[PROBLEM DESCRIPTION] Please return each of the entries that follow, unchanged in every word.

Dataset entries
==============================
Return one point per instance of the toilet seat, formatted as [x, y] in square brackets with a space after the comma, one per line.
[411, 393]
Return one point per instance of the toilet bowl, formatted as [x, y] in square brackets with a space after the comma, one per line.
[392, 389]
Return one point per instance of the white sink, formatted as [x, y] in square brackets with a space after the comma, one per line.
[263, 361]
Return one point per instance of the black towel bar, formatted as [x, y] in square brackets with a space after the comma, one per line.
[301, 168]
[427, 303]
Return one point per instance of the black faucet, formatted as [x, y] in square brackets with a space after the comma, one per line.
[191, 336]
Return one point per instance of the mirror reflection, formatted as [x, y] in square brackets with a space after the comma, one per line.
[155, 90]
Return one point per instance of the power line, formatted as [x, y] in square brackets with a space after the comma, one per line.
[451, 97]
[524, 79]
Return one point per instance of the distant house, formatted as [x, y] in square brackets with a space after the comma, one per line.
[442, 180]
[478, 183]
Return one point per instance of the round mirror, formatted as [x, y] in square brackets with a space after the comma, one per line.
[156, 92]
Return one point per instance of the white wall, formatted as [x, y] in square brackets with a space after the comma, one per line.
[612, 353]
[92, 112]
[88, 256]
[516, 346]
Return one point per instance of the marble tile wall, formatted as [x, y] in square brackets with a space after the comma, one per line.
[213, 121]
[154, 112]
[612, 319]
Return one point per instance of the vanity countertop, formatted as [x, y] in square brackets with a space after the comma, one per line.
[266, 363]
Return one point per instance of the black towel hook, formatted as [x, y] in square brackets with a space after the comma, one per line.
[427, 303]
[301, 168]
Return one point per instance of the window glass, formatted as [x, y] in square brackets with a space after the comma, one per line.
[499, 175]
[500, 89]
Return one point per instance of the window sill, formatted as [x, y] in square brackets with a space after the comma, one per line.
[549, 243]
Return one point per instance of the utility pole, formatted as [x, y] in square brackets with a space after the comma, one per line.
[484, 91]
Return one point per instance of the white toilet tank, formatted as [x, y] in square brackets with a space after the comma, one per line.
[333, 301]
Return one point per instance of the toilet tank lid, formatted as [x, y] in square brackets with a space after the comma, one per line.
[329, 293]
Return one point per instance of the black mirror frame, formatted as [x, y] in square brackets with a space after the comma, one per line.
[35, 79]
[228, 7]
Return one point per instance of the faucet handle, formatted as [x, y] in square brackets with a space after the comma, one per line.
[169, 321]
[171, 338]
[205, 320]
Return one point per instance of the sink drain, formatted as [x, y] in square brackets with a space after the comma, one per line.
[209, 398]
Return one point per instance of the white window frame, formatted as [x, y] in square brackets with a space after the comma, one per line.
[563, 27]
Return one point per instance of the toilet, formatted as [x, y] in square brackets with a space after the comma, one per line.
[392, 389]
==============================
[YOUR SOLUTION]
Return one point per instance of the toilet seat, formatted as [x, y] in square brackets with a space after the comma, one per line.
[411, 393]
Return one point per instance of the toilet bowl, formatted as [x, y] in square brackets with a space after the comma, one per line.
[392, 389]
Return one point per instance of the white sink, formatted as [x, y] in square brackets with a space after the comma, one per line.
[263, 361]
Return one point per instance of the black towel bar, formatted as [x, y] in square brackets with a space after the comma, one per line.
[301, 168]
[427, 303]
Return one point per instance of the black faucet, formatted as [x, y] in square brackets with a space after the comma, one per line.
[191, 336]
Return one point per instance of the mirror reflection, formatted as [x, y] in square brackets with a space after the comma, one per line.
[155, 90]
Return one point per instance of the power line, formatted as [x, y] in square brackets with a space after the comma, one per line.
[451, 97]
[524, 79]
Return one point per instance of the distant house, formatted as [x, y] in square brackets with a space after the comma, one per line.
[442, 180]
[478, 183]
Return one point per instance of the round mirror, formatted as [x, y] in square brackets with a space after the comma, one per line.
[156, 92]
Return one point per instance of the white wall, formatted as [x, y] in square brackets with a space after the comma, one per line.
[612, 353]
[92, 112]
[88, 256]
[516, 346]
Return one point per instance of the marble tile wall, formatted as [x, y] in square brackets with a space after the comma, one per line.
[213, 121]
[154, 112]
[612, 319]
Return one point per instance of the vanity countertop, formatted as [x, y] in square brackets with a space after the comma, one per line.
[266, 363]
Return one point per instance of the black towel hook, formatted as [x, y] in square brackets with a space after the comma, one per line.
[427, 303]
[301, 168]
Return one point per instance of the window glass, formatted as [x, y] in square brackets with a space after the comma, one per line.
[499, 175]
[500, 89]
Return one point per instance of the window sill, formatted as [x, y] in square brackets with a space after the comma, one per line.
[549, 243]
Return one point per instance of the utility pole, formatted as [x, y] in square brackets with a space after the comma, one per line.
[484, 91]
Return one point per instance of the white toilet tank, formatted as [x, y] in square brackets with a space after the comma, one per line.
[333, 301]
Return one point per instance of the toilet tank lid, formatted as [x, y] in square brackets with a space after the comma, one per line.
[329, 293]
Return one point per instance of the black mirror frame, formatted as [x, y] in square brackets with a space after the comma, one per line.
[35, 79]
[228, 7]
Return one point per instance of the faucet handle, formatted as [x, y] in square brackets with a space after the comma, one per line.
[169, 321]
[171, 338]
[205, 320]
Return one point per instance of the sink drain, formatted as [x, y] in square brackets with a space after the comma, one per line.
[209, 398]
Return one point per instance of the white window frame, formatted as [x, y] in square brackets with a space after the comma, one per line.
[563, 27]
Return one point per instance of the toilet, formatted as [x, y] in square brackets with a space after the comma, one per line.
[392, 389]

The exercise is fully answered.